WORK INSTRUCTIONS = Your answer should be an exact copy of all the entries, free of pictures.

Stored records

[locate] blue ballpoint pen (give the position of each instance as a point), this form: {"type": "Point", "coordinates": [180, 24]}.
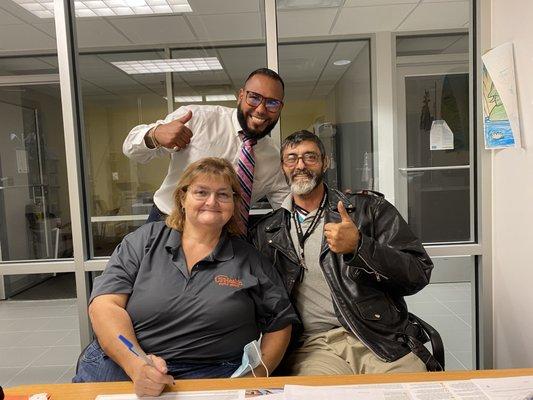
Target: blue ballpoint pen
{"type": "Point", "coordinates": [136, 350]}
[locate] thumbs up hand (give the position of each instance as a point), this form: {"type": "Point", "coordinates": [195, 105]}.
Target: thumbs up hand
{"type": "Point", "coordinates": [342, 237]}
{"type": "Point", "coordinates": [174, 135]}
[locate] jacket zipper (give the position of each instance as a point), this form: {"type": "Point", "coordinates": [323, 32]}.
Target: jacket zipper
{"type": "Point", "coordinates": [374, 272]}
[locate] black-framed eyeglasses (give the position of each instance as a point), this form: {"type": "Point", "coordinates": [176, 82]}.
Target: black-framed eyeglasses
{"type": "Point", "coordinates": [255, 99]}
{"type": "Point", "coordinates": [202, 194]}
{"type": "Point", "coordinates": [309, 158]}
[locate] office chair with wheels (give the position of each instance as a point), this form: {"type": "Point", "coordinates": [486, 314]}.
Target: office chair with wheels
{"type": "Point", "coordinates": [421, 332]}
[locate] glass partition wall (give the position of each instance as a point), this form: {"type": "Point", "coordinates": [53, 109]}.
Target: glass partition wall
{"type": "Point", "coordinates": [358, 73]}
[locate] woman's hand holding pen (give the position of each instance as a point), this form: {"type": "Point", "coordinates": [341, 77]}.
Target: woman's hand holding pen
{"type": "Point", "coordinates": [150, 379]}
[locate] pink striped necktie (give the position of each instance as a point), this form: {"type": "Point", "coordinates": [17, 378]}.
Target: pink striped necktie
{"type": "Point", "coordinates": [245, 172]}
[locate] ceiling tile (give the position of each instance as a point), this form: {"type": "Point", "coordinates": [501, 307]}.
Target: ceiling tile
{"type": "Point", "coordinates": [154, 30]}
{"type": "Point", "coordinates": [371, 19]}
{"type": "Point", "coordinates": [238, 62]}
{"type": "Point", "coordinates": [24, 37]}
{"type": "Point", "coordinates": [297, 23]}
{"type": "Point", "coordinates": [95, 32]}
{"type": "Point", "coordinates": [303, 62]}
{"type": "Point", "coordinates": [8, 19]}
{"type": "Point", "coordinates": [441, 15]}
{"type": "Point", "coordinates": [26, 65]}
{"type": "Point", "coordinates": [223, 7]}
{"type": "Point", "coordinates": [364, 3]}
{"type": "Point", "coordinates": [228, 26]}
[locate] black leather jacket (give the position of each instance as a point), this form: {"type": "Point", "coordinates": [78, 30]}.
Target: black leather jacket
{"type": "Point", "coordinates": [367, 286]}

REPLY TO THE TASK =
[locate] blue ballpoint pen (give the position of each instance as a point), this form: {"type": "Point", "coordinates": [180, 24]}.
Target: blue ballpoint pen
{"type": "Point", "coordinates": [136, 350]}
[locate] thumbs up hand (give the position of each instance as a point), this form: {"type": "Point", "coordinates": [195, 105]}.
Target: thumbs up hand
{"type": "Point", "coordinates": [342, 237]}
{"type": "Point", "coordinates": [174, 135]}
[locate] jacket zipper (give the position of each instance as a point), this form: {"type": "Point", "coordinates": [323, 32]}.
Target: jacket zipper
{"type": "Point", "coordinates": [374, 272]}
[locate] black-framed eyeglasses (give the position of each instance as a point), this form: {"type": "Point", "coordinates": [176, 82]}.
Target: black-framed eyeglasses
{"type": "Point", "coordinates": [255, 99]}
{"type": "Point", "coordinates": [202, 194]}
{"type": "Point", "coordinates": [309, 158]}
[locate] office chair with wheels (give the position of each instance as a point), this form: {"type": "Point", "coordinates": [486, 314]}.
Target: office chair with wheels
{"type": "Point", "coordinates": [421, 332]}
[locate] glass partition wall (give the position of each instance as a point), this form: {"type": "Point", "coordinates": [53, 109]}.
Target: glass partition wall
{"type": "Point", "coordinates": [358, 73]}
[locate] woman's hand holding pen (give the position of each instance as a point), this form: {"type": "Point", "coordinates": [341, 77]}.
Target: woman's hand holding pen
{"type": "Point", "coordinates": [150, 379]}
[locate] pink striped necktie (give the position of each instance as a point), this form: {"type": "Point", "coordinates": [17, 378]}.
Target: pink striped necktie
{"type": "Point", "coordinates": [245, 172]}
[locate] ceiling tile (give the position of each instance as a point), this form: {"type": "Point", "coordinates": [501, 307]}.
Target: ceiling tile
{"type": "Point", "coordinates": [154, 30]}
{"type": "Point", "coordinates": [371, 19]}
{"type": "Point", "coordinates": [238, 62]}
{"type": "Point", "coordinates": [24, 37]}
{"type": "Point", "coordinates": [297, 23]}
{"type": "Point", "coordinates": [95, 32]}
{"type": "Point", "coordinates": [303, 62]}
{"type": "Point", "coordinates": [8, 19]}
{"type": "Point", "coordinates": [441, 15]}
{"type": "Point", "coordinates": [26, 65]}
{"type": "Point", "coordinates": [223, 7]}
{"type": "Point", "coordinates": [364, 3]}
{"type": "Point", "coordinates": [228, 26]}
[locate] black leather jacket (give the position of each instance as a point), this form: {"type": "Point", "coordinates": [78, 30]}.
Target: black leather jacket
{"type": "Point", "coordinates": [367, 286]}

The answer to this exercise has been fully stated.